Supplied passage -
• • • • • • •
Common name for poly methyl methacrylate (PMMA)

Acrylic - long version

Poly (methyl methacrylate) (PMMA) poly (methyl 2-methylpropenoate) is a transparent thermoplastic. Chemically, it is the synthetic polymer of methyl methacrylate. It is sold under many trade names, including Policril, Plexiglas, Gavrieli, Vitroflex, Limacryl, R-Cast, Per-Clax, Perspex, Plazcryl, Acrylex, Acrylite, Acrylplast, Altuglas, Polycast, Oroglass, Optix and Lucite and is commonly called acrylic glass, simply acrylic, perspex or plexiglas. Acrylic, or acrylic fiber, can also refer to polymers or copolymers containing polyacrylonitrile. The material was developed in 1928 in various laboratories and was brought to market in 1933 by Rohm and Haas Company.

PMMA is often used as an alternative to glass, and in competition with polycarbonate (PC). It is often preferred because of its moderate properties, easy handling and processing, and low cost, but behaves in a brittle manner when loaded, especially under an impact force. To produce 1 kg of PMMA, about 2 kg of petroleum is needed. PMMA ignites at 460 °C and burns, forming carbon dioxide, water, carbon monoxide and low molecular weight compounds, including formaldehyde.


The first acrylic acid was created in 1843. Methacrylic acid, derived from acrylic acid, was formulated in 1865. The reaction between methacrylic acid and methyl alcohol results in the ester methyl methacrylate. The German chemists Fittig and Paul discovered in 1877 the polymerization process that turns methyl methacrylate into polymethyl methacrylate. In 1933 the German chemist Otto Röhm patented and registered the brand name PLEXIGLAS. In 1936 the first commercially viable production of acrylic safety glass began. During World War II acrylic glass was used for submarine periscopes, and windshields, canopies, and gun turrets for airplanes.
• • • • • • •
Saved entries
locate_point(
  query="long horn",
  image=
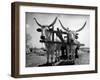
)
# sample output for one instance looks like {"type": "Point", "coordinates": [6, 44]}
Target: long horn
{"type": "Point", "coordinates": [37, 22]}
{"type": "Point", "coordinates": [81, 27]}
{"type": "Point", "coordinates": [53, 22]}
{"type": "Point", "coordinates": [62, 26]}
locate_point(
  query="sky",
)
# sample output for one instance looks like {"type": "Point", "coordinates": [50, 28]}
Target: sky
{"type": "Point", "coordinates": [73, 22]}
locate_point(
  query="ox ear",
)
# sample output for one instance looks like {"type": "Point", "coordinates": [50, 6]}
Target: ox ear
{"type": "Point", "coordinates": [39, 29]}
{"type": "Point", "coordinates": [81, 27]}
{"type": "Point", "coordinates": [53, 22]}
{"type": "Point", "coordinates": [66, 29]}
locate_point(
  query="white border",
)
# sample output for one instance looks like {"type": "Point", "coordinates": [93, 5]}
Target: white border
{"type": "Point", "coordinates": [37, 70]}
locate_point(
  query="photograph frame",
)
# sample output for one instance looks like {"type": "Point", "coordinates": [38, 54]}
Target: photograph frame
{"type": "Point", "coordinates": [15, 39]}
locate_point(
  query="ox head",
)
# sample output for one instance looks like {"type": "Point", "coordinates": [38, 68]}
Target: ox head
{"type": "Point", "coordinates": [44, 29]}
{"type": "Point", "coordinates": [71, 35]}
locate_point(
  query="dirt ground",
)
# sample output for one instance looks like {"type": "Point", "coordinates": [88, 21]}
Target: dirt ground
{"type": "Point", "coordinates": [33, 59]}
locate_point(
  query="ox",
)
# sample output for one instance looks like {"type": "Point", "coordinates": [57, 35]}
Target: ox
{"type": "Point", "coordinates": [47, 36]}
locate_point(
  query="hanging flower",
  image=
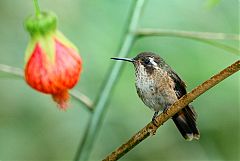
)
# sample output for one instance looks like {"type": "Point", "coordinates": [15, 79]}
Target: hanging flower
{"type": "Point", "coordinates": [53, 64]}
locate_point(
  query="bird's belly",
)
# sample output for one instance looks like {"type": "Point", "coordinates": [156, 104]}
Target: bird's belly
{"type": "Point", "coordinates": [151, 96]}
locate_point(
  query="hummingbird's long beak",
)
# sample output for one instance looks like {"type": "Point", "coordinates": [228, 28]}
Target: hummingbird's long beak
{"type": "Point", "coordinates": [124, 59]}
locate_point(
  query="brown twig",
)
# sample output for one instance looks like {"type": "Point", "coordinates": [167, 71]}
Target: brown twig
{"type": "Point", "coordinates": [177, 106]}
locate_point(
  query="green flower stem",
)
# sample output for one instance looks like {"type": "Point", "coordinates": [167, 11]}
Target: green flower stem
{"type": "Point", "coordinates": [37, 8]}
{"type": "Point", "coordinates": [94, 126]}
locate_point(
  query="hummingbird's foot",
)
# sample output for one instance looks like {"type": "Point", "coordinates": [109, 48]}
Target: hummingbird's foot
{"type": "Point", "coordinates": [154, 118]}
{"type": "Point", "coordinates": [166, 108]}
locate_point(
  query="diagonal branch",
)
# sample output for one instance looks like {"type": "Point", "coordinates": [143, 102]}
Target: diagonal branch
{"type": "Point", "coordinates": [177, 106]}
{"type": "Point", "coordinates": [77, 95]}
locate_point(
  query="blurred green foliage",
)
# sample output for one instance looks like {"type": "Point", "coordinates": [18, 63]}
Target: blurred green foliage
{"type": "Point", "coordinates": [31, 126]}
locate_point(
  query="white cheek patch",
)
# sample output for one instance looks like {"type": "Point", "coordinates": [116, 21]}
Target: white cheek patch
{"type": "Point", "coordinates": [153, 62]}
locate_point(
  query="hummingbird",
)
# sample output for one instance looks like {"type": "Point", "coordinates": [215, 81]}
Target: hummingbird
{"type": "Point", "coordinates": [159, 87]}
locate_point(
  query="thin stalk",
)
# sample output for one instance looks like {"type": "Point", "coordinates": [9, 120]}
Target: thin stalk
{"type": "Point", "coordinates": [37, 8]}
{"type": "Point", "coordinates": [187, 34]}
{"type": "Point", "coordinates": [92, 130]}
{"type": "Point", "coordinates": [205, 37]}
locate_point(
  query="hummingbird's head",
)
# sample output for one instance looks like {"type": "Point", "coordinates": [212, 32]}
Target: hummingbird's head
{"type": "Point", "coordinates": [147, 61]}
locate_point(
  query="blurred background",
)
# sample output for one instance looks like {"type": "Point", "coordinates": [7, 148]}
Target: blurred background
{"type": "Point", "coordinates": [31, 126]}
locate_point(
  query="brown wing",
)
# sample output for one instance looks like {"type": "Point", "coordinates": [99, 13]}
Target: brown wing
{"type": "Point", "coordinates": [185, 120]}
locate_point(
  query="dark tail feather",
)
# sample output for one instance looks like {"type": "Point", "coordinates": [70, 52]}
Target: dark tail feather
{"type": "Point", "coordinates": [185, 120]}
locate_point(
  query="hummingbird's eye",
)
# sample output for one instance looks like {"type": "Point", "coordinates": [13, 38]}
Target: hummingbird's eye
{"type": "Point", "coordinates": [146, 61]}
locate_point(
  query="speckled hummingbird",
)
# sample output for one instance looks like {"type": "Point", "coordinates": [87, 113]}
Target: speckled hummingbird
{"type": "Point", "coordinates": [159, 87]}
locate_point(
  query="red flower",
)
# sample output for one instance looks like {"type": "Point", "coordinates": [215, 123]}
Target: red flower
{"type": "Point", "coordinates": [53, 64]}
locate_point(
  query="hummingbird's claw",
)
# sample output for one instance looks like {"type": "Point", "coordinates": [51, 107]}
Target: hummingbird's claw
{"type": "Point", "coordinates": [154, 118]}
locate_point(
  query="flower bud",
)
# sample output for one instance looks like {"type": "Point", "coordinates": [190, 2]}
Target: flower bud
{"type": "Point", "coordinates": [53, 64]}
• • • • • • •
Challenges -
A – List every line of the listing that contains the string "hanging", matching case exactly.
B – Extend the acrylic text, picking up right after its last sentence.
The acrylic text and the listing are unrelated and should be treated as separate material.

Expected results -
A –
  query="hanging flower",
Target: hanging flower

B –
PMMA is routinely produced by emulsion polymerization, solution polymerization and bulk polymerization. Generally radical initiation is used (including living polymerization methods), but anionic polymerization of PMMA can also be performed.


Thermoplastic PMMA is typically processed at 240–250 °C. All common molding processes may be used, including injection molding, compression molding and extrusion. The highest quality PMMA sheets are produced by cell casting, but in this case, the polymerization and molding steps occur concurrently. The strength of the material is higher than molding grades owing to its extremely high molecular mass. Rubber toughening has been used to increase the strength of PMMA owing to its brittle behavior in response to applied loads.

PMMA can be joined using cyanoacrylate cement (so-called "Superglue"), with heat (melting), or by using solvents such as di- or trichloromethane to dissolve the plastic at the joint which then fuses and sets, forming an almost invisible weld.

Scratches may easily be removed by polishing or by heating the surface of the material.

Laser cutting may be used to form intricate designs from PMMA sheets. PMMA vaporises to gaseous compounds (including its monomers) upon laser cutting, so a very clean cut is made, and cutting is performed very easily. In this respect PMMA has an advantage over competing polymers such as polystyrene and polycarbonate, which require higher laser powers and give more messy and charred laser cuts.


Skeletal structure of methyl methacrylate, the monomer that makes up PMMAPMMA:

has a density of 1,150–1,190 kg/m3. This is less than half the density of glass, and similar to that of other plastics.
has a good impact strength higher than that of glass or polystyrene, but significantly lower than that of polycarbonate or engineering polymers. In the majority of applications, it will not shatter but instead breaks into large dull pieces.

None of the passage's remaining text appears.